■ **Written request**
Using the clay treatment text, explain why the heat-treated clay can be used in fixed bed columns.

━━━ Selection

Heat and chemical treatment provided a modification in the clay structure, decreasing the intensity of the typical peak of montmorillonite (d001), indicating a possible distortion in the arrangement of tetrahedral and octahedral layers after these treatments. With the heat treatment there is a reduction in the basal spacing, whereas the chemical treatment increases this distance. The temperature causes thermal distortions of the crystalline structure, modifying thus the Bragg reﬂection standards. Dehydration and dehydroxylation occurring during calcination may be followed by cation movement within the octahedral sheet18-20. Structural and basal spacing changes caused by thermal treatment modify the hydration capacity of the clays, making them more stable in the presence of water, when compared to the natural sample. This enables it to be used in ﬁxed bed columns, since it is a solution for natural clay expansion problems.
Morphology and qualitative chemical composition
The micrographs of natural, calcined and sodium saturated Bofe clays are shown in Figure 2. Comparing the micrographs, the particles have no defined format and present ripples that indicate stacking of the layers with much dispersed grains and variable dimensions, corroborating the information given by Santos20 for clays of this group. The morphology of the samples, regardless of the modification process, is very similar, without significant differences in the morphological structure after thermal or sodium treatment.

━━━━━━
━━━ Listed entries

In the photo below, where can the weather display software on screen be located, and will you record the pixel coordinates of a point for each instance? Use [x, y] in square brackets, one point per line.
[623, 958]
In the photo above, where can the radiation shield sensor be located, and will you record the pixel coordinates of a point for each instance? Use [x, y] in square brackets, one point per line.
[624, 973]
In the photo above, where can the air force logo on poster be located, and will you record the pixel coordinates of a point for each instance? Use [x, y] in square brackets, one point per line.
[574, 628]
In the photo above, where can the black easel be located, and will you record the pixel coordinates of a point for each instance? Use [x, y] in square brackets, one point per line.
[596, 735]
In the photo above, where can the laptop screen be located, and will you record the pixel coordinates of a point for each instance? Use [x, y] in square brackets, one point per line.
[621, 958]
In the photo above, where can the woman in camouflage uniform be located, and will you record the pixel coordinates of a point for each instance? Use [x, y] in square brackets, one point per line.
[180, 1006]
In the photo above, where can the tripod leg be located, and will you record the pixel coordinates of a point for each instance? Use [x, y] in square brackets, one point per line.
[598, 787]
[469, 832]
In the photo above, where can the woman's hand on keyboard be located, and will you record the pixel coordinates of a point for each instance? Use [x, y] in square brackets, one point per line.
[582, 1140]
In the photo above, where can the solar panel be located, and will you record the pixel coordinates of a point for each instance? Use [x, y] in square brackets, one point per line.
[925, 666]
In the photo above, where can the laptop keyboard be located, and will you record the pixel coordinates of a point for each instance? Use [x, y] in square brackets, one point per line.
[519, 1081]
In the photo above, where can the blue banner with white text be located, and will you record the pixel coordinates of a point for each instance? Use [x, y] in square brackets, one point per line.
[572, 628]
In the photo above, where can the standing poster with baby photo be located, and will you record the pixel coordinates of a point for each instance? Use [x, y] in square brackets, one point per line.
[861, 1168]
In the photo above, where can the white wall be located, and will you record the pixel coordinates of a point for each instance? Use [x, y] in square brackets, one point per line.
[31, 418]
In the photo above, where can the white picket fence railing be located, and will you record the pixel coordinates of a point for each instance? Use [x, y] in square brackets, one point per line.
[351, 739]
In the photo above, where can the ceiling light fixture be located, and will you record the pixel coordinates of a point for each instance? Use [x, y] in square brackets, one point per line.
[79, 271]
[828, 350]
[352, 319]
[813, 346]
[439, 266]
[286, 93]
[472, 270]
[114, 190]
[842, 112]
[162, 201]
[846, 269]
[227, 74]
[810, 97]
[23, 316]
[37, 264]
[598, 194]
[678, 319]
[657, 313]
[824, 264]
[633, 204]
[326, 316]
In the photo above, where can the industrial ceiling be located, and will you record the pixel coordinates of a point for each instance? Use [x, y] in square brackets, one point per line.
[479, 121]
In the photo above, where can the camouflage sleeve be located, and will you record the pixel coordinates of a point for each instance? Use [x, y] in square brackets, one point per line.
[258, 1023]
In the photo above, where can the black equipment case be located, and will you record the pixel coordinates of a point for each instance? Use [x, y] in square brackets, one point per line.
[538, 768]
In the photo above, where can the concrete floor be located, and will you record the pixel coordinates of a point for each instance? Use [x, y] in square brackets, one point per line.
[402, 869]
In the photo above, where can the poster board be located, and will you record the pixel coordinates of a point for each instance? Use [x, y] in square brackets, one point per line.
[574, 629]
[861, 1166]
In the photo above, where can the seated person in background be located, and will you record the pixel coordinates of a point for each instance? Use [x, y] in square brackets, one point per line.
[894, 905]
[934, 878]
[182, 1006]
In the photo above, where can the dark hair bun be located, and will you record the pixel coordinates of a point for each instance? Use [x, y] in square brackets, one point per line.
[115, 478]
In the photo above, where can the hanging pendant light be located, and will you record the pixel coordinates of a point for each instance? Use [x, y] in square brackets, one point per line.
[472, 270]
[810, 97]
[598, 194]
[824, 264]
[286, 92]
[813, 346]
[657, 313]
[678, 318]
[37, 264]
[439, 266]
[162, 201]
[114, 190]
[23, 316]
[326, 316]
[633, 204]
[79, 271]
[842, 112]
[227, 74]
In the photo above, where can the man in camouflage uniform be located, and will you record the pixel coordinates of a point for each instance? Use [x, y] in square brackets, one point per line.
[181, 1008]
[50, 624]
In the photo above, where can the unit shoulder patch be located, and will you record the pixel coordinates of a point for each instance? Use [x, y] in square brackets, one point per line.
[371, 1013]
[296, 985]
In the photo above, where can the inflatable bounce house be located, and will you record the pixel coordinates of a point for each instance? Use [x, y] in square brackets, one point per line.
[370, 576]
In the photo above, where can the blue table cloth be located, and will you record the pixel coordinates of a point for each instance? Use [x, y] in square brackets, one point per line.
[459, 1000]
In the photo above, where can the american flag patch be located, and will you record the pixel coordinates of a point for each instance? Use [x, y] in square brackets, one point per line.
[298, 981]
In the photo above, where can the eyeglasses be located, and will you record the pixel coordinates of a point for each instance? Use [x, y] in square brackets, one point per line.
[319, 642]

━━━━━━

■ **Answer below**
Heat treatment changes the clay's structure and basal spacing, which alters how much water the clay takes up. This makes it more stable in water than the natural clay. That stability solves the swelling problem of natural clay, so the treated clay can be used in fixed bed columns.